§ Tekstfragment

★ ★ ★ ★ ★ ★ ★

Interview met Grondwerken en Zandgroeve Veramme
Gepubliceerd op: 08/09/2025Moet er nog zand zijn?
Van boerenzoon tot baggeraar. Een passie voor machines op de ouderlijke boerderij groeide uit tot een bedrijf actief in grondwerken én in zandontginning. Uit zijn eigen groeve baggert Pieter Veramme zand dat door zijn unieke samenstelling enorm gegeerd is in de paardenwereld.
Tekst Sanderijn Vanleenhove – Foto’s Wouter Vanvooren
Net wanneer ik richting de werfkeet stap waarin Pieter zit, rijdt een tractor met oplegger de werf op. Handig manoeuvreert de bestuurder het gevaarte richting een diepe put waar, zo leer ik later, een grote transformator moet komen.

★ ★ ★ ★ ★ ★ ★

Kun je een stuk uit het interview opnieuw weergeven, te beginnen bij "Van boerenzoon tot" en doorlopend tot en met "transformator moet komen.", waarbij je "tractor" telkens hernoemt tot "vrachtwagen"? De gegevens spelen hierbij geen enkele rol.

§ Beschikbare gegevens
★ ★ ★ ★ ★ ★ ★

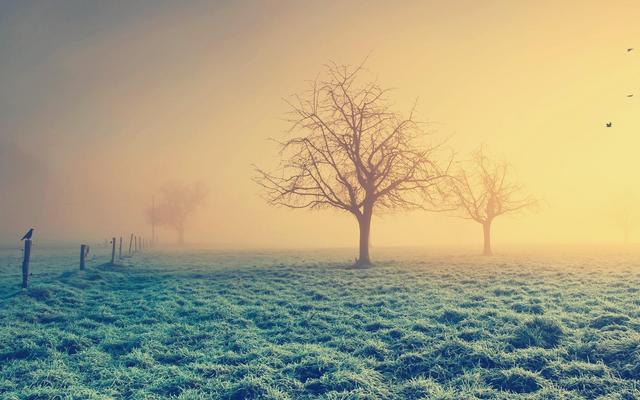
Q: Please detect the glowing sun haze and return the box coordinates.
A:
[0,1,640,251]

★ ★ ★ ★ ★ ★ ★

§ Antwoord
Van boerenzoon tot baggeraar. Een passie voor machines op de ouderlijke boerderij groeide uit tot een bedrijf actief in grondwerken én in zandontginning. Uit zijn eigen groeve baggert Pieter Veramme zand dat door zijn unieke samenstelling enorm gegeerd is in de paardenwereld.
Tekst Sanderijn Vanleenhove – Foto’s Wouter Vanvooren
Net wanneer ik richting de werfkeet stap waarin Pieter zit, rijdt een vrachtwagen met oplegger de werf op. Handig manoeuvreert de bestuurder het gevaarte richting een diepe put waar, zo leer ik later, een grote transformator moet komen.